--- MATERIAL FOR THIS TASK ---
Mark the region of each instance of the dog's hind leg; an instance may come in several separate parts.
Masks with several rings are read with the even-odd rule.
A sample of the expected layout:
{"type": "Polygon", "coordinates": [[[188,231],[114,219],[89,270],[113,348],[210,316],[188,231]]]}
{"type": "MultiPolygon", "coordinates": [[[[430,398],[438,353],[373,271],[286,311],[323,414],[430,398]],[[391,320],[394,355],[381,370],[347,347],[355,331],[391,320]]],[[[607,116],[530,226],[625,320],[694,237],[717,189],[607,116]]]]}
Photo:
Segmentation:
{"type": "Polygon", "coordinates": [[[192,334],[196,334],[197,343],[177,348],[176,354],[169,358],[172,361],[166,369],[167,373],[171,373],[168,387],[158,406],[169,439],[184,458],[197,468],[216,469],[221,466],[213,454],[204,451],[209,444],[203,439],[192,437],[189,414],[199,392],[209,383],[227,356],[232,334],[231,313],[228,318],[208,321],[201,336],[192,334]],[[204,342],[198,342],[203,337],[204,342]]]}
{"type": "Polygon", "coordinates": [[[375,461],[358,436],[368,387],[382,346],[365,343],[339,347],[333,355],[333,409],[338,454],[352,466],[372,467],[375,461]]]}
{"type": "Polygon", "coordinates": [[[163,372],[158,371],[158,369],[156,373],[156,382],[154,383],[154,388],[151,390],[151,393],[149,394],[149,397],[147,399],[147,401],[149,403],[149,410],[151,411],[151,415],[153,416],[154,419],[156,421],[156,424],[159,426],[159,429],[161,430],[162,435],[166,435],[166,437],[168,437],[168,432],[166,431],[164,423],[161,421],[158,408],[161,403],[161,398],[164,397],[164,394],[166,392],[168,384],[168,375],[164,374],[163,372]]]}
---
WHAT YOU SHOULD DO: Reproduce the listing word for word from its first line down through the line containing "A sample of".

THE REPLY:
Mark the region of each instance of the dog's hind leg; an instance may come in several separate parts.
Masks with several rings are read with the even-odd rule.
A sample of the expected layout:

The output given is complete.